Input for this task
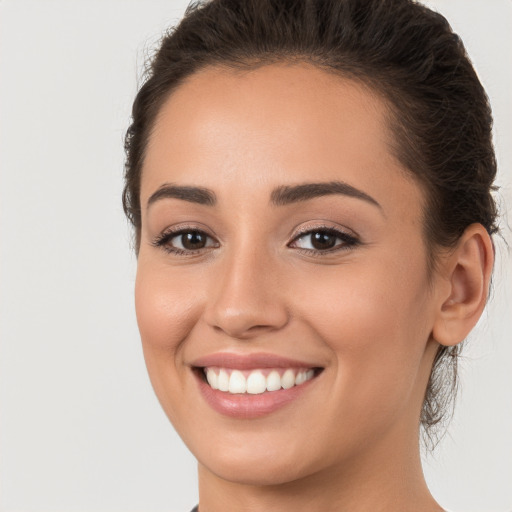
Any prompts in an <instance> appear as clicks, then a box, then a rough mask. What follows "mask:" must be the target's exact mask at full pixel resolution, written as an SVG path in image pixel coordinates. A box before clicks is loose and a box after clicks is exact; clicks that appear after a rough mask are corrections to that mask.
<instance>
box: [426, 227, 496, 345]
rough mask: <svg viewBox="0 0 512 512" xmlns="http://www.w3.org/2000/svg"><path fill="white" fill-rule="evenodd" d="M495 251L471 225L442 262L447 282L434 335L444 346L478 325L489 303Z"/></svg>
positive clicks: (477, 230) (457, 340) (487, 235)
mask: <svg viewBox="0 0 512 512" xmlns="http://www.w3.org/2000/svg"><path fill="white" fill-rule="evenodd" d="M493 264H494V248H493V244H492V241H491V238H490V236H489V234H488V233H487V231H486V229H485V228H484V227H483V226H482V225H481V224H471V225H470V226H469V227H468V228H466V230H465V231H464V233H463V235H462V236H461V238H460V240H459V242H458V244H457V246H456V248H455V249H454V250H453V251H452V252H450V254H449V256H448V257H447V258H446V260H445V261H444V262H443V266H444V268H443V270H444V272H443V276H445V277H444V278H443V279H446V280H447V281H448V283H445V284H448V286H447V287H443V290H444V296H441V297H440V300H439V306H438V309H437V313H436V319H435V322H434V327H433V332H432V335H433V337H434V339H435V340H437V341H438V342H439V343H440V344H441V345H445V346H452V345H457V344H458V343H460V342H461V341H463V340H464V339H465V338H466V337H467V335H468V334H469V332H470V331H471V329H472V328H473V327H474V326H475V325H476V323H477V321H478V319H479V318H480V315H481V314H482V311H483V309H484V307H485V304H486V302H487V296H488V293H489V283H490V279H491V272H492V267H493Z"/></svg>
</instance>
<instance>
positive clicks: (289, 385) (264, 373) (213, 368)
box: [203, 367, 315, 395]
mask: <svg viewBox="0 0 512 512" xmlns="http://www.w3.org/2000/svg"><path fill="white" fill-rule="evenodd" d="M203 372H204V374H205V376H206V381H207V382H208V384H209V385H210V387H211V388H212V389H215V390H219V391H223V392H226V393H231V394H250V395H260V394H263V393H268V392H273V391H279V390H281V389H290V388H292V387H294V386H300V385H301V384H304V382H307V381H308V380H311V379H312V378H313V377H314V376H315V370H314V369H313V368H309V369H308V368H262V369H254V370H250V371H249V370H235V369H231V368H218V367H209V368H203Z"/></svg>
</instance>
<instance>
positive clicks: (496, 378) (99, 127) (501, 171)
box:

Task
Recast the part of the items above that opens at their start and closes with the line containing "box: [426, 227, 496, 345]" as a Markdown table with the columns Row and Text, giving each line its row number. Leave out blank lines and the pictures.

Finished exercise
| Row | Text |
|---|---|
| 1 | Any prompts in an <instance> appear as clicks, then a box, then a rough mask. What follows "mask:" must be the target's exact mask at full pixel resolution, written as an SVG path in image pixel coordinates. A box before clicks is loose and a box after clicks is exact; clicks that appear after a rough mask are corrections to that mask. |
| 2 | <instance> |
| 3 | box: [426, 227, 496, 345] |